- _Material for the task_
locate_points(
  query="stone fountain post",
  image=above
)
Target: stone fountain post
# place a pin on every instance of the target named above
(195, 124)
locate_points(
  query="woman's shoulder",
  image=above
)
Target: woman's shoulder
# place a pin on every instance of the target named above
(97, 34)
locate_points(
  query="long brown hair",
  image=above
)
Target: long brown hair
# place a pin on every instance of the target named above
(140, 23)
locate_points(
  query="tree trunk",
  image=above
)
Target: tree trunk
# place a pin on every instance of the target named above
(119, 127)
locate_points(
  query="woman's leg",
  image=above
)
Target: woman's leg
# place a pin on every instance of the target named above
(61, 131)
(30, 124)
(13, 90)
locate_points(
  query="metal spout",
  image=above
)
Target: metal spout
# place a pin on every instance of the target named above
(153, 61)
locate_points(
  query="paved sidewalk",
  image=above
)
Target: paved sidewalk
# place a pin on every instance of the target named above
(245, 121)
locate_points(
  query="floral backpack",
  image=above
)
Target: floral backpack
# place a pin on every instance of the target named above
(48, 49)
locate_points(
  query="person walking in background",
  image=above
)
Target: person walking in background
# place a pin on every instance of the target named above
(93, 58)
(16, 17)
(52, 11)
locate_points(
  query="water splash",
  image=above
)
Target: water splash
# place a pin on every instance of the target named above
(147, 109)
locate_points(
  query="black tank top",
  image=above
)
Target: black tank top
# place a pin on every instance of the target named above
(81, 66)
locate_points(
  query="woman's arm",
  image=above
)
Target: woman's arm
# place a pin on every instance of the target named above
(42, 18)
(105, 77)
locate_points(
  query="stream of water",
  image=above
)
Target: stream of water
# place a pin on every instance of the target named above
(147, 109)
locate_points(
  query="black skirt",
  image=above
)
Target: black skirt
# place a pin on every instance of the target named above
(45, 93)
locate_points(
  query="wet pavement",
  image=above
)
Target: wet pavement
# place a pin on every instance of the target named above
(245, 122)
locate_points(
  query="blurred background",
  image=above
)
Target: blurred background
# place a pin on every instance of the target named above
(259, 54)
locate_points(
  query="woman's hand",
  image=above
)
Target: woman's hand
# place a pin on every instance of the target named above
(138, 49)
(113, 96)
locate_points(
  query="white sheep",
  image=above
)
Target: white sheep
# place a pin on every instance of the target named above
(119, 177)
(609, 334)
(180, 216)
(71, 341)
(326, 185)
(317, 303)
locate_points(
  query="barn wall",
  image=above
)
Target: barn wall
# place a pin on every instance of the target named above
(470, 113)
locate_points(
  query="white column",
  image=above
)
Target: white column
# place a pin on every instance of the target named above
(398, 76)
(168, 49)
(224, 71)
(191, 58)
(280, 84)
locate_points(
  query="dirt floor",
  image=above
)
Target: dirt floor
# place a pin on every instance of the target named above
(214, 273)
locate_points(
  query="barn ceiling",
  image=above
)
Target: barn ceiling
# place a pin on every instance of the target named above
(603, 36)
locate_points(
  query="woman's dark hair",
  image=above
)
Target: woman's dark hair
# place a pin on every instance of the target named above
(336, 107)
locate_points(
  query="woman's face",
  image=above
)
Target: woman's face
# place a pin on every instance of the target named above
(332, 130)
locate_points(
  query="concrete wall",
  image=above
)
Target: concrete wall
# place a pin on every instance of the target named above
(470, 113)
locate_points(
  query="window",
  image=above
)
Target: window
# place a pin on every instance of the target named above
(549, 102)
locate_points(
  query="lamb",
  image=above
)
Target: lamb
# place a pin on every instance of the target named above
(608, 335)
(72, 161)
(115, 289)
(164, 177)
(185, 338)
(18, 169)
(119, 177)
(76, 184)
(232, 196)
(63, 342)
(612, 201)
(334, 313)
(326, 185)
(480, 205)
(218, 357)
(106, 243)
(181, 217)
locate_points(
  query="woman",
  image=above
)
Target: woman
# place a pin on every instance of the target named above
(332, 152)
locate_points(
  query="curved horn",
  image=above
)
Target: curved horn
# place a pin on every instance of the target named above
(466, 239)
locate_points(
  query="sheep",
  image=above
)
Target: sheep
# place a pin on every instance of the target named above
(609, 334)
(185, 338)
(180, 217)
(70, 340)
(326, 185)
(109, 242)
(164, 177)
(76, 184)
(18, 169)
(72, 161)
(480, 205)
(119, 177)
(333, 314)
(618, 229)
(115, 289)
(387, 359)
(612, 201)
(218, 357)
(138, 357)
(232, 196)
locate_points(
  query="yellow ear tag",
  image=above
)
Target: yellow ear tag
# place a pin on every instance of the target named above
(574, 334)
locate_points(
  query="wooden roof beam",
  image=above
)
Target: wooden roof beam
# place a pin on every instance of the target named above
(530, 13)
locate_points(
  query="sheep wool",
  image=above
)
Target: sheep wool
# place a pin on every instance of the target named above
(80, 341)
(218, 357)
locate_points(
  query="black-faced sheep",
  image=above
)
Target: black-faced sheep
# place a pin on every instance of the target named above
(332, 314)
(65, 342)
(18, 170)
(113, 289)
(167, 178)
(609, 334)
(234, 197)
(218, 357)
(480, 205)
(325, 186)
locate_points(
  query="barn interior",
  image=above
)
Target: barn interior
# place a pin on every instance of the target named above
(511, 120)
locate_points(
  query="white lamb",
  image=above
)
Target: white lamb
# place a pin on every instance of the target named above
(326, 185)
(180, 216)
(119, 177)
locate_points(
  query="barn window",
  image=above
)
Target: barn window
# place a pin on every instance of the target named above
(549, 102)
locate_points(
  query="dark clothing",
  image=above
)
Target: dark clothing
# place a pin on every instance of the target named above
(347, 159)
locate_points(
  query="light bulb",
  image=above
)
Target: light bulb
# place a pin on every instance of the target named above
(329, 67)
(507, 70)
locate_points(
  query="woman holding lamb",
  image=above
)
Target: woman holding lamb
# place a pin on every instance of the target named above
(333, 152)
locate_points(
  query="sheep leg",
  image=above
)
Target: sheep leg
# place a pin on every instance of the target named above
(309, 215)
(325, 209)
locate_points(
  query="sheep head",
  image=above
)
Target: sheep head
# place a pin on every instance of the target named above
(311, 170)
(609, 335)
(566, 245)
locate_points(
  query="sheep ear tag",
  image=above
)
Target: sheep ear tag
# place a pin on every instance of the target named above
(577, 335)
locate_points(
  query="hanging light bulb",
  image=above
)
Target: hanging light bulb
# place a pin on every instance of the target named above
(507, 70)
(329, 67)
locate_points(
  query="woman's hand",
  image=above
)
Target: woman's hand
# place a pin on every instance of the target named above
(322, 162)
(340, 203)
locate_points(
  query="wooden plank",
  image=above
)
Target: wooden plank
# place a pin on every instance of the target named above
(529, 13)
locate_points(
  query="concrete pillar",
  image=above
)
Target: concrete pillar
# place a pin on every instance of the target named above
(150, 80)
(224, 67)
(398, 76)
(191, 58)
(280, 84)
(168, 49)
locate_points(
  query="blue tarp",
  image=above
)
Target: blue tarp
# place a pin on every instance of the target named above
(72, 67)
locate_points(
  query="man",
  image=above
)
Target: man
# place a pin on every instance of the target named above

- _Assigned task_
All lines in the entries above that hold the word "ceiling" need to be copied.

- _Response to the exercise_
  query="barn ceiling",
Target: barn ceiling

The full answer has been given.